■ **WORK TO BE COMPLETED**: Carry over every entry exactly as it appears in the records.

Free-text object descriptions
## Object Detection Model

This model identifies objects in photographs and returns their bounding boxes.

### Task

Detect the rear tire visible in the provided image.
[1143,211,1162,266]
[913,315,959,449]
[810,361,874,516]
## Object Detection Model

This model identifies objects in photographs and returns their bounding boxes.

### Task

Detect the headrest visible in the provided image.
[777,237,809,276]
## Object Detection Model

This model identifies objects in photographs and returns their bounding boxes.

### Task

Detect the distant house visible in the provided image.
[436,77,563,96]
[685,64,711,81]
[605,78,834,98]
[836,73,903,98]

■ **SOLUTION TO THIS PROBLEM**:
## Object Detection Model

This model identifies objects in photographs and returns their bounding boxes.

### Task

Detect the rear tire visible in the provided image.
[1143,211,1162,266]
[913,315,959,449]
[810,361,874,516]
## Object Detection Model

This model identifies objects in photographs and returns their bounding boxes.

### Task

Detect the headrest visible in the provided image.
[777,237,809,276]
## Object Detection Model

This model identifies objects in photographs and returns their bounding boxes.

### Task

Detect the distant house visible in the provided image.
[436,77,563,96]
[685,64,711,81]
[605,78,834,98]
[836,73,903,98]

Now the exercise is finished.